**Short task:**
Set down the material once more, exactly as it appears.

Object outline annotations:
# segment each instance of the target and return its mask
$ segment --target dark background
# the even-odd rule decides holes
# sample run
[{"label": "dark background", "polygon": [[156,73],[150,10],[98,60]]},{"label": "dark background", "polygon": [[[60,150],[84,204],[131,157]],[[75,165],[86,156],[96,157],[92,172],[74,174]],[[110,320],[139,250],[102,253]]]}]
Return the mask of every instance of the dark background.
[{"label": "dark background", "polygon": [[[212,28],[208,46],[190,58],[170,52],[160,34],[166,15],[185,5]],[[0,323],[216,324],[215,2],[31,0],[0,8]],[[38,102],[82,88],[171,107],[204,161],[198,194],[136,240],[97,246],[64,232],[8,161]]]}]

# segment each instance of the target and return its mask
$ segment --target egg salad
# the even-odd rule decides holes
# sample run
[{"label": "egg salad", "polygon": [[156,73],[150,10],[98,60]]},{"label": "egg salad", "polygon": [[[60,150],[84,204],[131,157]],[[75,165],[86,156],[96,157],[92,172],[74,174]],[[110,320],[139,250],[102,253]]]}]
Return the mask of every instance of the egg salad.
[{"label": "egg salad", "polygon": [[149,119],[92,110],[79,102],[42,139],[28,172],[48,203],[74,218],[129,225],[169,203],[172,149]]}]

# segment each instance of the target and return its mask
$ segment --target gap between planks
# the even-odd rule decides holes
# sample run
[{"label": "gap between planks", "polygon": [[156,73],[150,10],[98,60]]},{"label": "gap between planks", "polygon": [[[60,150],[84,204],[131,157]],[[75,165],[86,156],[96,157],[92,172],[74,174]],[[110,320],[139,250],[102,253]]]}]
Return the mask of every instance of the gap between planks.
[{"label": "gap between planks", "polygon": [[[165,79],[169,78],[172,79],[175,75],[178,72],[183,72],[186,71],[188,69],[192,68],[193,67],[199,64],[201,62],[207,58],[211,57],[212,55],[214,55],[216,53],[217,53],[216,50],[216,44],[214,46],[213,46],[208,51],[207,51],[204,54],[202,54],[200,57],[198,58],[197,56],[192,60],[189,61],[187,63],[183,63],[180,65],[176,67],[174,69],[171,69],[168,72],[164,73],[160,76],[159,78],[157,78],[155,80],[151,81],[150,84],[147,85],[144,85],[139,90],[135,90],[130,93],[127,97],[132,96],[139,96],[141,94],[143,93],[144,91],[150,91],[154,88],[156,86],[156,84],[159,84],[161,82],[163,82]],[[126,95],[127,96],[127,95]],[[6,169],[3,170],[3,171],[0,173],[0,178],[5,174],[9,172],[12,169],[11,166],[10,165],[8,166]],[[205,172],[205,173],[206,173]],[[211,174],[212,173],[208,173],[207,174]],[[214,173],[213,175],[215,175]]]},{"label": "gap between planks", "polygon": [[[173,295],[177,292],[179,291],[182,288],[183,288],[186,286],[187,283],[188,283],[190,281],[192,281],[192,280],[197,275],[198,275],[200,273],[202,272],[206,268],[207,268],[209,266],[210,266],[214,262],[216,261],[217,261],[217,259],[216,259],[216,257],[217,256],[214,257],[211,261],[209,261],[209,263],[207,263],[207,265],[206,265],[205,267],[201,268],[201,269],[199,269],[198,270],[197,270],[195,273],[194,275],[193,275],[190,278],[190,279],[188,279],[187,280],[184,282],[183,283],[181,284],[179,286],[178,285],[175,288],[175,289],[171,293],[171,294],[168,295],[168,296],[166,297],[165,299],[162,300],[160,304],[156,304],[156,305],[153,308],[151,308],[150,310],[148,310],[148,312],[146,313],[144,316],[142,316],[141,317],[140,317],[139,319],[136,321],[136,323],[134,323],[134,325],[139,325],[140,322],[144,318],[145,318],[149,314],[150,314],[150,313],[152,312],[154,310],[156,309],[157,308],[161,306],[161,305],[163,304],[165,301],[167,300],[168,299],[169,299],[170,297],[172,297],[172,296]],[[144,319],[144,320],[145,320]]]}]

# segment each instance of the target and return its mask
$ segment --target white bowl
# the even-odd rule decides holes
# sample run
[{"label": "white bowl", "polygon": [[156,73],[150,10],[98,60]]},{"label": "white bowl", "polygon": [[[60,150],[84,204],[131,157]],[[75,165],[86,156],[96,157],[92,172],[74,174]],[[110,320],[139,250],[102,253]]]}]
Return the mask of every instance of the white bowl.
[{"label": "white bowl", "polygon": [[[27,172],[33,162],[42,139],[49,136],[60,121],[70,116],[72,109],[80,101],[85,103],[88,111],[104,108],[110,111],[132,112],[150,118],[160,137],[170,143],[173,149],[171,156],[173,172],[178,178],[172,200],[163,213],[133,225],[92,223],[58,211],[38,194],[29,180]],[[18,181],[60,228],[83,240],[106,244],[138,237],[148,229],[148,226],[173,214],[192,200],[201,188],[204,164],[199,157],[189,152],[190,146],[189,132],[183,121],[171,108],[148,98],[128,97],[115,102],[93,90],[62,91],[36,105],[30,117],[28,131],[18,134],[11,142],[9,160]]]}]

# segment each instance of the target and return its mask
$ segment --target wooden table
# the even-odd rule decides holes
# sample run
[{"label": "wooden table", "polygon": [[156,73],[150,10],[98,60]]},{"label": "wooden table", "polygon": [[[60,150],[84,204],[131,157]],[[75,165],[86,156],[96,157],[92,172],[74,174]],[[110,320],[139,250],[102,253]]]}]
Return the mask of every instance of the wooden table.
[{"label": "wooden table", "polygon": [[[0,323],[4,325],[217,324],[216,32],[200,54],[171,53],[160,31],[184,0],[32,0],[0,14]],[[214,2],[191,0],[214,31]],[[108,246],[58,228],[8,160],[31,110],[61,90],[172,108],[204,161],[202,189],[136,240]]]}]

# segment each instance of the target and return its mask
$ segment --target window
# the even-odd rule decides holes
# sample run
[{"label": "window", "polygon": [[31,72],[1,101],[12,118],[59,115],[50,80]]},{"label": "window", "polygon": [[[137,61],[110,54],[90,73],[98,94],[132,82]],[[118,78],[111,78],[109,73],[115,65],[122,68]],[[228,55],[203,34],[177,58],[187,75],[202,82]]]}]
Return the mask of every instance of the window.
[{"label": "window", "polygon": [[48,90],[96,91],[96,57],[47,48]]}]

**In response:**
# segment each instance of the target and return its mask
$ segment --target dark background
# the even-odd rule decides holes
# sample run
[{"label": "dark background", "polygon": [[156,73],[150,10],[98,60]]},{"label": "dark background", "polygon": [[[60,150],[84,204],[131,157]],[[75,165],[86,156],[96,157],[92,172],[74,174]],[[110,320],[139,250],[102,253]]]}]
Return the mask of every instance of the dark background.
[{"label": "dark background", "polygon": [[[212,28],[208,46],[190,58],[170,52],[160,34],[166,15],[185,5]],[[0,323],[216,324],[215,2],[31,0],[0,8]],[[38,102],[82,88],[171,107],[204,161],[198,194],[136,240],[97,246],[64,232],[8,161]]]}]

# segment each instance of the target and return its mask
$ segment --target egg salad
# the even-odd rule decides holes
# sample run
[{"label": "egg salad", "polygon": [[156,73],[150,10],[98,60]]},{"label": "egg salad", "polygon": [[[60,150],[84,204],[131,157]],[[75,165],[86,156],[96,157],[92,172],[74,174]],[[110,320],[139,250],[102,253]]]}]
Return the mask of every instance of the egg salad.
[{"label": "egg salad", "polygon": [[149,119],[92,110],[79,102],[42,139],[28,172],[48,203],[74,218],[129,225],[169,203],[172,149]]}]

# segment each instance of the target and return its mask
$ segment --target gap between planks
# the even-odd rule decides holes
# sample run
[{"label": "gap between planks", "polygon": [[156,73],[150,10],[98,60]]},{"label": "gap between planks", "polygon": [[[60,150],[84,204],[131,157]],[[75,165],[86,156],[96,157],[92,172],[74,174]],[[110,320],[139,250],[102,253]]]}]
Return the mask of every instance of the gap between planks.
[{"label": "gap between planks", "polygon": [[[165,79],[169,78],[172,79],[175,75],[178,72],[183,72],[186,71],[188,69],[192,68],[193,67],[199,64],[201,62],[207,58],[211,57],[212,55],[214,55],[216,53],[217,53],[216,50],[216,44],[214,46],[213,46],[208,51],[207,51],[204,54],[202,54],[200,57],[198,58],[197,56],[192,60],[189,61],[187,63],[183,63],[180,65],[176,67],[174,69],[171,69],[168,72],[164,73],[160,76],[159,78],[157,78],[155,80],[151,81],[150,84],[147,85],[144,85],[139,90],[135,90],[130,93],[127,97],[132,96],[139,96],[141,94],[143,93],[144,91],[150,91],[154,88],[156,86],[156,84],[159,84],[161,82],[163,82]],[[126,95],[127,96],[127,95]],[[6,169],[3,170],[3,171],[0,173],[0,178],[5,174],[9,172],[12,169],[11,166],[10,165],[8,166]],[[205,172],[205,173],[206,173]],[[211,174],[212,173],[208,173],[207,174]],[[214,173],[213,175],[215,175]]]},{"label": "gap between planks", "polygon": [[[173,295],[177,292],[179,291],[182,288],[183,288],[186,286],[187,283],[188,283],[190,281],[192,281],[192,280],[197,275],[198,275],[200,273],[202,272],[206,268],[207,268],[209,266],[210,266],[214,262],[216,261],[217,261],[217,259],[216,259],[216,257],[217,256],[214,257],[211,261],[209,261],[209,263],[207,263],[207,265],[206,265],[205,267],[201,268],[201,269],[199,269],[198,270],[197,270],[195,273],[194,275],[193,275],[190,278],[190,279],[188,279],[187,280],[184,282],[183,283],[181,284],[179,286],[178,285],[175,288],[175,289],[171,293],[171,294],[168,295],[168,296],[166,297],[165,299],[162,300],[160,304],[156,304],[156,305],[153,308],[151,308],[150,310],[148,310],[148,312],[146,313],[144,316],[142,316],[141,317],[140,317],[139,319],[136,321],[136,323],[134,323],[134,325],[139,325],[140,322],[144,318],[145,318],[149,314],[150,314],[150,313],[152,312],[154,310],[156,309],[157,308],[161,306],[161,305],[163,304],[165,301],[167,300],[168,299],[169,299],[170,297],[172,297],[172,296]],[[144,319],[144,320],[145,320]]]}]

# segment each instance of the target and return its mask
$ segment --target white bowl
# the even-odd rule decides holes
# sample run
[{"label": "white bowl", "polygon": [[156,73],[150,10],[98,60]]},{"label": "white bowl", "polygon": [[[60,150],[84,204],[131,157]],[[75,165],[86,156],[96,157],[92,172],[74,174]],[[110,320],[139,250],[102,253]]]}]
Return the mask of every instance of the white bowl.
[{"label": "white bowl", "polygon": [[[27,172],[33,162],[42,139],[49,136],[60,121],[70,116],[72,109],[80,101],[85,103],[88,111],[104,108],[110,111],[132,112],[150,118],[160,137],[170,143],[173,149],[171,156],[173,172],[178,178],[172,200],[163,213],[133,225],[92,223],[58,211],[38,194],[29,180]],[[18,181],[60,228],[83,240],[106,244],[138,237],[148,229],[148,226],[173,214],[192,200],[201,188],[204,164],[199,157],[189,152],[190,146],[189,132],[183,121],[171,108],[148,98],[128,97],[115,102],[93,90],[62,91],[36,105],[30,117],[28,131],[18,134],[11,142],[9,160]]]}]

# segment each instance of the target and return its mask
$ segment --target wooden table
# the even-odd rule decides holes
# sample run
[{"label": "wooden table", "polygon": [[156,73],[150,10],[98,60]]},{"label": "wooden table", "polygon": [[[60,150],[84,204],[131,157]],[[75,165],[86,156],[96,157],[92,172],[74,174]],[[110,320],[139,250],[102,253]]]}]
Return the mask of every instance of the wooden table.
[{"label": "wooden table", "polygon": [[[0,323],[4,325],[217,324],[216,32],[200,54],[171,53],[160,31],[184,0],[32,0],[0,14]],[[214,2],[191,0],[214,31]],[[108,246],[58,228],[8,160],[31,110],[61,90],[172,108],[204,161],[202,189],[136,240]]]}]

# segment each instance of the target and return its mask
$ segment --target window
# the even-odd rule decides holes
# sample run
[{"label": "window", "polygon": [[31,72],[1,101],[12,118],[59,115],[50,80]]},{"label": "window", "polygon": [[[137,61],[110,54],[90,73],[98,94],[132,82]],[[118,78],[111,78],[109,73],[115,65],[122,68]],[[228,55],[203,34],[177,58],[187,75],[202,82]]]}]
Return the mask of every instance of the window.
[{"label": "window", "polygon": [[48,90],[96,91],[96,57],[47,48]]}]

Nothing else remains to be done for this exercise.